§ Work required
Each entry in the listing below should be restated word for word.

----

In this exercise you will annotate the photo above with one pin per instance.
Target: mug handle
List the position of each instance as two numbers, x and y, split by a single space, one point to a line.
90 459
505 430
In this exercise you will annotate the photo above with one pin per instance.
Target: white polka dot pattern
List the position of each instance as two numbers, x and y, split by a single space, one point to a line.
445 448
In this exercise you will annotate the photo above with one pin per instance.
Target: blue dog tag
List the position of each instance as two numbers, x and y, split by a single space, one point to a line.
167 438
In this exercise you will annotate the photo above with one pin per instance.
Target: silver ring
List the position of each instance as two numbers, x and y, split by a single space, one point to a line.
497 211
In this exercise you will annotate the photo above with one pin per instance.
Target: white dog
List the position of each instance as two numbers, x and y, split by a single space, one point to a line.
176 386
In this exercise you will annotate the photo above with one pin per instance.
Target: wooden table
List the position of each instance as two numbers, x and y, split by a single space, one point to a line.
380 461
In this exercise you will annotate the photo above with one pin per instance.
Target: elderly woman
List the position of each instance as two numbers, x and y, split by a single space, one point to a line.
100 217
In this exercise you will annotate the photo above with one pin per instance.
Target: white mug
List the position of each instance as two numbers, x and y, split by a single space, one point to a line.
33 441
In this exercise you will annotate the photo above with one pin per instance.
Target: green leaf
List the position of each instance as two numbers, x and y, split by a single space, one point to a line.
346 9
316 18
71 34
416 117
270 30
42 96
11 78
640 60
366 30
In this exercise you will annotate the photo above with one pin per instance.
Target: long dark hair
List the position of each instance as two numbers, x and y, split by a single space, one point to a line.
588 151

----

§ Response for this exercise
In this exercise you will annotate the photo above with one pin per instance.
Target: mug handle
List the position of each instance as two numbers, x and y, split by a single space, one point to a line.
90 459
505 430
In this exercise you will annotate the photo above with one pin per instance.
Target: white polka dot pattern
List the position of each instance as two numbers, x and y, split by a single space, one point to a line.
445 448
In this exercise you will annotate the photo above with one pin per instance.
Target: blue dog tag
List the position of each instance as two numbers, x and y, split by a single space, one point to a line.
167 438
In this exercise you will annotate the photo above with one pin per instance.
Target: silver ring
List the position of each instance as two numbers, x and y, split by a single space, one point to a line.
497 211
In this exercise you will annotate the photo above with one pin per instance.
Target: white dog
List the position of each instance as two numbers, x and y, split by a single space, one point to a line.
176 386
In this exercise you will annotate the photo above with one pin per instance.
Target: wooden table
List the position of each instance as two numbers, x and y, split by a single space, one point to a line.
380 461
In this exercise you will annotate the photo above with one pin per instance.
Target: elderly woman
List the position of each instance as two numbers, x and y, split by a single space, one point to a line.
100 217
In this exercise you will annotate the photo above with one pin per instance.
Target: white mug
List the position of each instance as two numbers, x and y, split by a single space, one point to a line.
33 441
In this exercise you will annotate the photo above with one pin per instance.
Target: green leaf
List the position of each instance as two numbers, x and y, split by a single space, one point to a line.
346 9
316 18
71 34
416 117
270 30
42 96
11 78
640 60
366 30
In this exercise you will annotate the photo above with one pin per instance.
Target: long dark hair
List the position of each instance as two numbers, x and y, split by a single space, one point to a line.
588 151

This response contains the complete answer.